### AIM OF THE TASK
Rewrite everything from the line containing "Query: black chair" down to the line containing "31 L 397 42", putting "dark chair" wherever "black chair" appears and leaving the rest unchanged. Return only those lines.

### RECORDS FOR THIS TASK
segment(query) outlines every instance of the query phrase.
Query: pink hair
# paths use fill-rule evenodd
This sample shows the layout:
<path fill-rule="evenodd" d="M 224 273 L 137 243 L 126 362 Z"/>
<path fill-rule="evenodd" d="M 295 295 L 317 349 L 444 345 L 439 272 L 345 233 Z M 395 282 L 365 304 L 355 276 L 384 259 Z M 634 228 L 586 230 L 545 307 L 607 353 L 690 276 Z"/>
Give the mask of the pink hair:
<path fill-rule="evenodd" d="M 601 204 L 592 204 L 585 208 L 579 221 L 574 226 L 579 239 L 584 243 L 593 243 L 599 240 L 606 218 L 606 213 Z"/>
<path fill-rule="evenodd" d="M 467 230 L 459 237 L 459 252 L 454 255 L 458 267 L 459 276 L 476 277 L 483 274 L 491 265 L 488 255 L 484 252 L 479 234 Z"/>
--
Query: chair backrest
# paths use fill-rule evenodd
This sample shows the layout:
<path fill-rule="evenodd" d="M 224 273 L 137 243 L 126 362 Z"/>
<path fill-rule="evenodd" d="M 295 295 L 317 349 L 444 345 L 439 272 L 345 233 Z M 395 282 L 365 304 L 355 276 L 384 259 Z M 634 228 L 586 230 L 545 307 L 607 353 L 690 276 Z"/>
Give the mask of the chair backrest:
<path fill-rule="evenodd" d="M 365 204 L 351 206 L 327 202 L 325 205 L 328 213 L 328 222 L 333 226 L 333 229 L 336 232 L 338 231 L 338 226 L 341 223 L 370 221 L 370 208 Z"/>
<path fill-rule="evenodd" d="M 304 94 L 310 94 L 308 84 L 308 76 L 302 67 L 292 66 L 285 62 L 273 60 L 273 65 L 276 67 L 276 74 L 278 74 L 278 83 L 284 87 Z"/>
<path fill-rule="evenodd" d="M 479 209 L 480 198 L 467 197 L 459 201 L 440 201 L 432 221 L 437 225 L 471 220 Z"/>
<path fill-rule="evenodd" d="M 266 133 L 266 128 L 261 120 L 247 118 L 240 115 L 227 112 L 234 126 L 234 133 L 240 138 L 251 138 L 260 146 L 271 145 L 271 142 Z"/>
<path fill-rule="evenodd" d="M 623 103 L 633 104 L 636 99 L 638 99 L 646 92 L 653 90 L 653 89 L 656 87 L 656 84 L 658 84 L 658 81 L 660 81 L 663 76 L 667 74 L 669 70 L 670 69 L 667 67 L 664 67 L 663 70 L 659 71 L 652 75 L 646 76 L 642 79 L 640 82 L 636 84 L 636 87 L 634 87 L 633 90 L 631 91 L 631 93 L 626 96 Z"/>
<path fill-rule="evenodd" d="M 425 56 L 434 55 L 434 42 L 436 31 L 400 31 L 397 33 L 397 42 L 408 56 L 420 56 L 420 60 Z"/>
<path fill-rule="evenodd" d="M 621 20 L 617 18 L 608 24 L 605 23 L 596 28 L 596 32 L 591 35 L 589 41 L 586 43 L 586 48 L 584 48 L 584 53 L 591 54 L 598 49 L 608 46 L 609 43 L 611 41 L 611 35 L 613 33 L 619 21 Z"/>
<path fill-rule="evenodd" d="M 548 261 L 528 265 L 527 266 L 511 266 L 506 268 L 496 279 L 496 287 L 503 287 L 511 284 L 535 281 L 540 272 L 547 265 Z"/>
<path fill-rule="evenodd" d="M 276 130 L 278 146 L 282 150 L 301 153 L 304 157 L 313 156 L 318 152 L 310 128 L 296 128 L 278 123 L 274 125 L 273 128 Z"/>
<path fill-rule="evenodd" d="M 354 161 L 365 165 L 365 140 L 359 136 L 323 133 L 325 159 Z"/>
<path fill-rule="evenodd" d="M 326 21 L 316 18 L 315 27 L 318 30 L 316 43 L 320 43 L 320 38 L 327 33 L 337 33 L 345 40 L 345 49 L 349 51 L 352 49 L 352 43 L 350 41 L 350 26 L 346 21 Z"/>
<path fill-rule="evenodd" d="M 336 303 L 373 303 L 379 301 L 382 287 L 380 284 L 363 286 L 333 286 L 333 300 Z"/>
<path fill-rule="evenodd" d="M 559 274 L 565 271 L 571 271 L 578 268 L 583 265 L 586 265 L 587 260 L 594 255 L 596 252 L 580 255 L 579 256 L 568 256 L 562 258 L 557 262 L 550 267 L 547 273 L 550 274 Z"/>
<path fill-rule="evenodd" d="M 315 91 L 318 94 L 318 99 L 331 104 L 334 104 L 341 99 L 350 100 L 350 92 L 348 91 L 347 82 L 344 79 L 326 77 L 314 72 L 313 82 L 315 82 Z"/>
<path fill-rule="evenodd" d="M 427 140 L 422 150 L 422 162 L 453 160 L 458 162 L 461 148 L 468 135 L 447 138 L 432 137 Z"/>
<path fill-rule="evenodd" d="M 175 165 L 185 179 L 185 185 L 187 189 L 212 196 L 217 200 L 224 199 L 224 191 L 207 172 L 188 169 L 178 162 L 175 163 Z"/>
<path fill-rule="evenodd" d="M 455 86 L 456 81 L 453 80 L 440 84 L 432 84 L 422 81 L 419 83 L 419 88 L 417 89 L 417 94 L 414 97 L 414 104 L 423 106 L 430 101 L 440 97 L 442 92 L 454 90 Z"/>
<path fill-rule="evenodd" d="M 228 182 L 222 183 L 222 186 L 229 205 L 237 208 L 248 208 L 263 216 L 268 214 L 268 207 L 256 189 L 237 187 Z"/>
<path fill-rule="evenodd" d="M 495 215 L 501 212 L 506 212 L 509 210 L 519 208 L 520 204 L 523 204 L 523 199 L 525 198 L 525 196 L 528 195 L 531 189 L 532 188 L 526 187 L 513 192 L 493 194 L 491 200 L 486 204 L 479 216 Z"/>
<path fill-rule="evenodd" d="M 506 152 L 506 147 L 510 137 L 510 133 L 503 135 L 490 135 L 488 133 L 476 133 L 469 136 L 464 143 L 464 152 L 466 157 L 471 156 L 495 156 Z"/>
==
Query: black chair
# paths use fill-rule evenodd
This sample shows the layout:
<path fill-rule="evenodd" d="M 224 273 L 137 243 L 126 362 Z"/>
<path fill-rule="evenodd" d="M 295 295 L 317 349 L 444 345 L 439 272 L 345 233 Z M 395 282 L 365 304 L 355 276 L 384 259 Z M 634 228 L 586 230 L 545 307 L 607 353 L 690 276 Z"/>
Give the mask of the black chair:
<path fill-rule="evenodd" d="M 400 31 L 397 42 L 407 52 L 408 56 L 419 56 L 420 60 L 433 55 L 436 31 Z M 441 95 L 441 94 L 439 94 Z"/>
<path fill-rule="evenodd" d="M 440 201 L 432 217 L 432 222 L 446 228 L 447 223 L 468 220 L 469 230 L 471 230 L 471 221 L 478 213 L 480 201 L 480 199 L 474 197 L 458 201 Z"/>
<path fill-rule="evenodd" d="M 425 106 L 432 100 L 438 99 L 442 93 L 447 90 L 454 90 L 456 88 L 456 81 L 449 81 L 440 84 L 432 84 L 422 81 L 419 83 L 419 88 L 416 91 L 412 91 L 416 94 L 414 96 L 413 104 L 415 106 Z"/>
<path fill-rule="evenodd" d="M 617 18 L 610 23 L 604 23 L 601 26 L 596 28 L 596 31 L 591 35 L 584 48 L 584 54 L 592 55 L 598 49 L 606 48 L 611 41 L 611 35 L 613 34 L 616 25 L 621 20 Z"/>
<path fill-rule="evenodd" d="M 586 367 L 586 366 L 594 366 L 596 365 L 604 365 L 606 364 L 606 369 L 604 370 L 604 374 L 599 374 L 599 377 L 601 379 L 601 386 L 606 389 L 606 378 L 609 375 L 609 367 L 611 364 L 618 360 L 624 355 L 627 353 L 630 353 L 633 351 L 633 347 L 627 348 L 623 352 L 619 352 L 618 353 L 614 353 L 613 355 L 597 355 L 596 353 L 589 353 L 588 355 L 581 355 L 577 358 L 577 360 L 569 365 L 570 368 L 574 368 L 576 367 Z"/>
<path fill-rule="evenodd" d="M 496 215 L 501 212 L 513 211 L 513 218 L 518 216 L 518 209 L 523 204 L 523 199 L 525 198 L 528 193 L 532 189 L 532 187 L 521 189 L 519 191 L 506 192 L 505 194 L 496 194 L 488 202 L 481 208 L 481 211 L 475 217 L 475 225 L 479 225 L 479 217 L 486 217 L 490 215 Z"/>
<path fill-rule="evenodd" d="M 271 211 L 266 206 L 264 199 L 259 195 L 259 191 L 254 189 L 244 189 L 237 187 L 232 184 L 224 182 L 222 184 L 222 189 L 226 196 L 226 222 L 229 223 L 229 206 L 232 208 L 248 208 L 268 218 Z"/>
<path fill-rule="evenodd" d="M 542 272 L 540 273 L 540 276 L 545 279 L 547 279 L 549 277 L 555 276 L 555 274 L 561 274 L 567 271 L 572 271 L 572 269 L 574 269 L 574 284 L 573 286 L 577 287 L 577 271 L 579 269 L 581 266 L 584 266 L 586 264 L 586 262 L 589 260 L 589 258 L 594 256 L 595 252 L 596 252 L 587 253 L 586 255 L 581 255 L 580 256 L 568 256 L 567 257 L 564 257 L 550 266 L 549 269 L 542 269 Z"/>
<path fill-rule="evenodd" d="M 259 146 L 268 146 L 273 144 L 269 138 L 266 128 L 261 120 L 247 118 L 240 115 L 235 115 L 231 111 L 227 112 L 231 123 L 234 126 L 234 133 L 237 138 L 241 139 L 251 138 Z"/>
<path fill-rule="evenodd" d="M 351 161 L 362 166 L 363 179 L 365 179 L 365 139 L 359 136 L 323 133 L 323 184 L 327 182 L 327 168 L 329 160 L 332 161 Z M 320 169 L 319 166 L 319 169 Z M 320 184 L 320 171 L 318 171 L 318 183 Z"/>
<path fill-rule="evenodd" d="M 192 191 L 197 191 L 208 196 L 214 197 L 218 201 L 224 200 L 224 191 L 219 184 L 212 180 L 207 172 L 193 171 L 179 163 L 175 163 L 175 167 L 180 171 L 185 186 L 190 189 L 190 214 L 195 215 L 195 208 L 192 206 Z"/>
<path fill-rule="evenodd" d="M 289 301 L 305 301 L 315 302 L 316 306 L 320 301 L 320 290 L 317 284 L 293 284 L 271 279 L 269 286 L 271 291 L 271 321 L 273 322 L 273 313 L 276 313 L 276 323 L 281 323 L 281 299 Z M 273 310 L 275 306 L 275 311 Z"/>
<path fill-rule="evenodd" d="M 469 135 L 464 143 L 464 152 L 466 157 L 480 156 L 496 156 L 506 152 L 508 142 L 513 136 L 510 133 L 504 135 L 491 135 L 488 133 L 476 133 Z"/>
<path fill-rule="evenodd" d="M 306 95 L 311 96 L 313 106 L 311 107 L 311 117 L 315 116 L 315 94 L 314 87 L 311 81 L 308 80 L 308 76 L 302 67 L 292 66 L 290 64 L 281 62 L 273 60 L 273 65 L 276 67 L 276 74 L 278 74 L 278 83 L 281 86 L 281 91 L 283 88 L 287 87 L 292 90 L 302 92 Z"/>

### WORKED ANSWER
Query: dark chair
# paths use fill-rule evenodd
This sample shows the layout:
<path fill-rule="evenodd" d="M 224 273 L 137 243 L 126 362 Z"/>
<path fill-rule="evenodd" d="M 295 295 L 317 349 L 444 345 L 439 272 L 345 233 Z M 395 282 L 365 304 L 355 276 L 384 259 Z M 634 228 L 586 230 L 545 307 L 607 353 L 690 276 Z"/>
Give the mask of the dark chair:
<path fill-rule="evenodd" d="M 400 31 L 397 42 L 407 52 L 408 56 L 419 56 L 420 60 L 433 55 L 436 31 Z M 441 95 L 441 94 L 439 94 Z"/>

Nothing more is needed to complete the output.